Texto fornecido:

★ ★ ★ ★ ★

Pular para o conteúdo principal

Mescla da política e religião intimida ateus no Brasil. E defendê-los e defender a razão

Jornalista escreve que o Estado laico no Brasil é uma farsa e que, mesmo assim, os oráculos da atualidade, como o Santuário de Aparecida e o Templo de Salomão, um dia vão se tornar pontos turísticos, como Delfos, na Grécia


Mario Sergio Conti
jornalista

Folha de S.Paulo

A religião helênica [da Grécia, em Delfos] está mortinha da silva. Isso permite um vaticínio a este oráculo paulistano: um dia, Meca, o Muro das Lamentações, o Vaticano — e, aqui, o Santuário de Aparecida e o Templo de Salomão, no Brás — só atrairão admiradores do engenho humano, e não crentes no além.

Duvida? Pois vá à Escandinávia. É a região do globo, rezam as pesquisas e estatísticas, mais próspera, igualitária e feliz. Nela se concentra a maior taxa de ateus. Os que não creem em deus são 72% dos noruegueses, 80% dos dinamarqueses e 85% dos suecos.

Não há relação comprovada entre ateísmo e bem-estar social. Mas dá o que pensar o fato de que, no último Censo, só 8% dos brasileiros tenham dito não ter religião. São 15,4 milhões de pessoas; bem mais que os espíritas (1,4 milhão) e os adeptos do candomblé e da umbanda (588 mil).


Eis o que restou
do oráculo de
Delfos, que foi
considerado o
centro do universo
FOTO: DIVULGAÇÃO

Para os 92% religiosos, os 8% descrentes são uma minoria má e perversa. Expressiva em números absolutos, ela é pacífica e passiva. Aceita de cabeça baixa que as instituições e meios de comunicação, a cultura e as artes os discriminem e façam propaganda de crendices continuamente.

Em teoria, o Estado é laico desde 1891, quando a classe proprietária e seus tentáculos armados — Exército, Marinha e polícias — impuseram a primeira Constituição republicana à massa de agregados e ex-escravos. Na prática, a separação entre religiões e Estado é uma farsa.

★ ★ ★ ★ ★

Descrição da tarefa:
Pode reproduzir, sem nenhuma alteração, tudo o que vai de "Pular para o" até "crentes no além." no artigo sobre ateus e religião no Brasil?

Dados selecionados:
★ ★ ★ ★ ★

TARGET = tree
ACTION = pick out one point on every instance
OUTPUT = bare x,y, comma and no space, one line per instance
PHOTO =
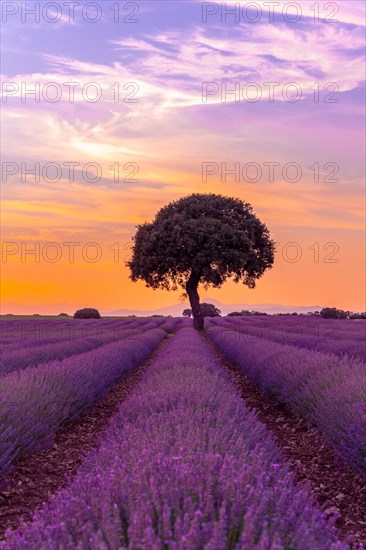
201,239
87,313
209,310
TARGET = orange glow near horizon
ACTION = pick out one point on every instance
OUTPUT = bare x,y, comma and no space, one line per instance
169,133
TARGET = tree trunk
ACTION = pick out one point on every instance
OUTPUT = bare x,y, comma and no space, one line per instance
194,300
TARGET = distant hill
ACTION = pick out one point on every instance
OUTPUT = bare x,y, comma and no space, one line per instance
177,309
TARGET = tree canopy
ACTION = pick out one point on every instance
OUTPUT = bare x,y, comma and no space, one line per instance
202,238
87,313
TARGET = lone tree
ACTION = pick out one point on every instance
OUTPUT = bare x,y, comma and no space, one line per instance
202,238
87,313
209,310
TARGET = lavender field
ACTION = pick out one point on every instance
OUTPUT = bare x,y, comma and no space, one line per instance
184,461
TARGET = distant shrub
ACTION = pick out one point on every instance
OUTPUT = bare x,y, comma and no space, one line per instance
87,313
333,313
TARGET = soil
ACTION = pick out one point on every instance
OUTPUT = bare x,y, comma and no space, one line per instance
338,490
34,479
340,493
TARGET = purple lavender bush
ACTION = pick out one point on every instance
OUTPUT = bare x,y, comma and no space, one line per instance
327,390
338,337
35,402
24,356
183,465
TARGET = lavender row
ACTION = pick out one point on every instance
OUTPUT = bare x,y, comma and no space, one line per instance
25,357
35,402
184,464
312,337
36,333
327,390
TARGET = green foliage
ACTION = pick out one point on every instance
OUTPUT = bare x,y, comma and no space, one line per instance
213,236
209,310
87,313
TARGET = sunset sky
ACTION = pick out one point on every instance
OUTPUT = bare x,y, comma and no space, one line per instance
163,61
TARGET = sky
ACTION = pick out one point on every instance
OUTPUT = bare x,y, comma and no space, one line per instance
112,109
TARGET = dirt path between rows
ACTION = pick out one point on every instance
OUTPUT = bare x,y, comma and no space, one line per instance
339,492
36,478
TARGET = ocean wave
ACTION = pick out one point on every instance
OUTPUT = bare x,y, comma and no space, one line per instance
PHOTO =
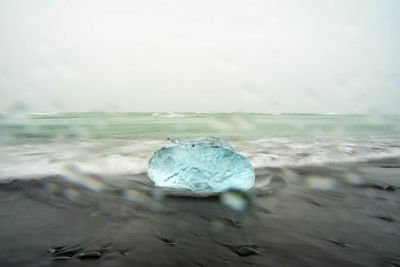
121,158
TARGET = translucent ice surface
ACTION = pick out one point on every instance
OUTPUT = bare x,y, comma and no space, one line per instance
206,165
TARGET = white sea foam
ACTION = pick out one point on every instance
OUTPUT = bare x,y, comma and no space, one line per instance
124,158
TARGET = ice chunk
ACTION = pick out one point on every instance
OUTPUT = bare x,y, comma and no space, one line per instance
206,165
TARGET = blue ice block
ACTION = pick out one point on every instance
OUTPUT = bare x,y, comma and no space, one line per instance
202,165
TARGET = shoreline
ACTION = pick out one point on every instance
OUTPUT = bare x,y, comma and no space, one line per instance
342,214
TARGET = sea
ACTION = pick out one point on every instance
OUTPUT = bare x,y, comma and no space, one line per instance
120,144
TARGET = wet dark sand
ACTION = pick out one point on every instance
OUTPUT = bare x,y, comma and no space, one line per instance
338,215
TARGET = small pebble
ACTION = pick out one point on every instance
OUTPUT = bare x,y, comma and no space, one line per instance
246,251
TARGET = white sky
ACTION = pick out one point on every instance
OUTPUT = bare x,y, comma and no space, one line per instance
204,55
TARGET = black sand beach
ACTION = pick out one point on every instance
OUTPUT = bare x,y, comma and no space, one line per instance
337,215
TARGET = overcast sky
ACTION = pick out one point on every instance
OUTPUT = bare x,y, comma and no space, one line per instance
206,55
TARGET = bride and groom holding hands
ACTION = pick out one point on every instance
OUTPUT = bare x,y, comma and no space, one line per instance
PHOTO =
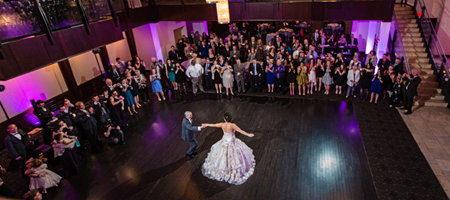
230,159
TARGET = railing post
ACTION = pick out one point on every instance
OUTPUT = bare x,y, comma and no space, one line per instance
44,24
84,17
113,12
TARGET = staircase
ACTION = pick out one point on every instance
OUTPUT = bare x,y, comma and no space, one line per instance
429,93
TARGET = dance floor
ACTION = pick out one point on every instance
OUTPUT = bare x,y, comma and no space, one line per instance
304,149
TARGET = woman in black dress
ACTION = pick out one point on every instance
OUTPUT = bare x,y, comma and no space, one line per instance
117,110
217,76
292,75
134,88
397,94
320,71
180,77
340,78
366,79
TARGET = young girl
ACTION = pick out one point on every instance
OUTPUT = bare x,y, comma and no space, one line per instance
41,177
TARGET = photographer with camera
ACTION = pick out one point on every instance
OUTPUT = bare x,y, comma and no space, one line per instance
113,132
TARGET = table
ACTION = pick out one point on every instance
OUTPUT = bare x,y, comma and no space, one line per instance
347,52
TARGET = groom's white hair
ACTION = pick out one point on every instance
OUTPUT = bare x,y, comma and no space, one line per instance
187,113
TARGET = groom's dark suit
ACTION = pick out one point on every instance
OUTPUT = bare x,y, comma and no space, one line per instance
189,136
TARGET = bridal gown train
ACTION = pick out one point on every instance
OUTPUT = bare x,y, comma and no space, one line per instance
230,160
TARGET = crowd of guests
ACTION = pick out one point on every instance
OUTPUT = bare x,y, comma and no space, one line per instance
208,62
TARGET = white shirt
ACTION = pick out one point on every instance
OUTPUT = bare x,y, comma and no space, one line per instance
17,135
194,71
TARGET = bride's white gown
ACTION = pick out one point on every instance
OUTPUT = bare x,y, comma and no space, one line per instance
230,160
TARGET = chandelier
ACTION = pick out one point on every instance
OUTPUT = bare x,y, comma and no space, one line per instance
223,14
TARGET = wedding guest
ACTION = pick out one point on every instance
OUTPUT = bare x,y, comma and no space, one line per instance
114,133
180,78
88,124
302,78
376,88
126,92
292,75
45,178
228,78
118,114
339,78
279,77
217,76
412,82
170,73
156,85
208,75
195,72
327,79
352,81
18,145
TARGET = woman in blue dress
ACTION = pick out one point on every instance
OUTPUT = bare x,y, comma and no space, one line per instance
156,85
170,71
376,88
270,75
128,97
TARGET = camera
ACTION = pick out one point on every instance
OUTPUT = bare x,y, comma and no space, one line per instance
109,122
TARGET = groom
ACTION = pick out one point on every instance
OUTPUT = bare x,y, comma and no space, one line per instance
188,134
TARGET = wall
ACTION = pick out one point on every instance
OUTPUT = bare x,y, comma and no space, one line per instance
44,83
145,44
365,32
167,37
85,67
119,49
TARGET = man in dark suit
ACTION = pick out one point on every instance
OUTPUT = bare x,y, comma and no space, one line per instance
173,54
412,82
43,112
188,135
384,63
18,146
114,74
255,72
87,123
353,42
208,75
110,87
101,112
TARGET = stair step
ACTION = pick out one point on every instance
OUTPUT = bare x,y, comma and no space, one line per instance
407,21
438,97
411,35
409,30
408,24
435,103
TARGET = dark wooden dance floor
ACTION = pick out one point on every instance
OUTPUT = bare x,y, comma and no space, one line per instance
304,149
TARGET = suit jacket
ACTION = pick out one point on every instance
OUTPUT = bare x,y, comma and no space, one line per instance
188,130
86,123
44,116
173,55
115,77
15,146
411,86
258,68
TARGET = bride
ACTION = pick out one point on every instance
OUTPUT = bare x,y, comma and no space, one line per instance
230,159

★ ★ ★ ★ ★

Resposta:
Pular para o conteúdo principal

Mescla da política e religião intimida ateus no Brasil. E defendê-los e defender a razão

Jornalista escreve que o Estado laico no Brasil é uma farsa e que, mesmo assim, os oráculos da atualidade, como o Santuário de Aparecida e o Templo de Salomão, um dia vão se tornar pontos turísticos, como Delfos, na Grécia


Mario Sergio Conti
jornalista

Folha de S.Paulo

A religião helênica [da Grécia, em Delfos] está mortinha da silva. Isso permite um vaticínio a este oráculo paulistano: um dia, Meca, o Muro das Lamentações, o Vaticano — e, aqui, o Santuário de Aparecida e o Templo de Salomão, no Brás — só atrairão admiradores do engenho humano, e não crentes no além.